= WHAT IS EXPECTED =
Reproduce exactly the lines beginning with the line that contains "100L216 98L219 104L231" and ending at the final line of the material below.

■ ■ ■

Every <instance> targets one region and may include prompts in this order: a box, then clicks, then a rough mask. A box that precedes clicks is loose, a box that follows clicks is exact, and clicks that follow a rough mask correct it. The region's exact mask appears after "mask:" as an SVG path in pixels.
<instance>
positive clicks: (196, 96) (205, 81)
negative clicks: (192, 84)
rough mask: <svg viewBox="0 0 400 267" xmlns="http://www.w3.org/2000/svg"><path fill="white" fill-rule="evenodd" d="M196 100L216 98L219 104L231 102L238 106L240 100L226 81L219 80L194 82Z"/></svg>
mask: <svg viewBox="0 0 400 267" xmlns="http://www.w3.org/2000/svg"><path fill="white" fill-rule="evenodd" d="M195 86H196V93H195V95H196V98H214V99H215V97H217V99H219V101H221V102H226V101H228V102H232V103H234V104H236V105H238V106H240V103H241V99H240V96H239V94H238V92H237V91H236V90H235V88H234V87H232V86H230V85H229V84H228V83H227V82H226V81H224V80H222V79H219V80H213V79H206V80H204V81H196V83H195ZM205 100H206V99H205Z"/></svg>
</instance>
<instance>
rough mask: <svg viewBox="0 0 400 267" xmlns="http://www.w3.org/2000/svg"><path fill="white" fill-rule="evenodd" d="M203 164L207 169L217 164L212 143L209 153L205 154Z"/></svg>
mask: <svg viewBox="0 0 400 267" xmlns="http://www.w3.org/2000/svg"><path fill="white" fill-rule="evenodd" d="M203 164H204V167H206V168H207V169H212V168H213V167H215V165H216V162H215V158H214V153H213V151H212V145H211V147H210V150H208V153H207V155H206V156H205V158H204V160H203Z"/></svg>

■ ■ ■

= SOLUTION FOR THIS PROBLEM =
rough mask: <svg viewBox="0 0 400 267" xmlns="http://www.w3.org/2000/svg"><path fill="white" fill-rule="evenodd" d="M196 100L216 98L219 104L231 102L238 106L240 100L226 81L219 80L194 82Z"/></svg>
mask: <svg viewBox="0 0 400 267" xmlns="http://www.w3.org/2000/svg"><path fill="white" fill-rule="evenodd" d="M195 86H196V93H195V95H196V98H214V99H215V97H217V99H219V101H221V102H226V101H228V102H232V103H234V104H236V105H238V106H240V103H241V99H240V96H239V94H238V92H237V91H236V90H235V88H234V87H232V86H230V85H229V84H228V83H227V82H226V81H224V80H222V79H219V80H213V79H206V80H204V81H196V83H195ZM205 100H206V99H205Z"/></svg>
</instance>
<instance>
rough mask: <svg viewBox="0 0 400 267" xmlns="http://www.w3.org/2000/svg"><path fill="white" fill-rule="evenodd" d="M203 164L207 169L217 164L212 143L209 153L205 154Z"/></svg>
mask: <svg viewBox="0 0 400 267" xmlns="http://www.w3.org/2000/svg"><path fill="white" fill-rule="evenodd" d="M203 164H204V167H206V168H207V169H212V168H213V167H215V165H216V162H215V158H214V153H213V151H212V145H211V147H210V150H208V153H207V155H206V156H205V158H204V160H203Z"/></svg>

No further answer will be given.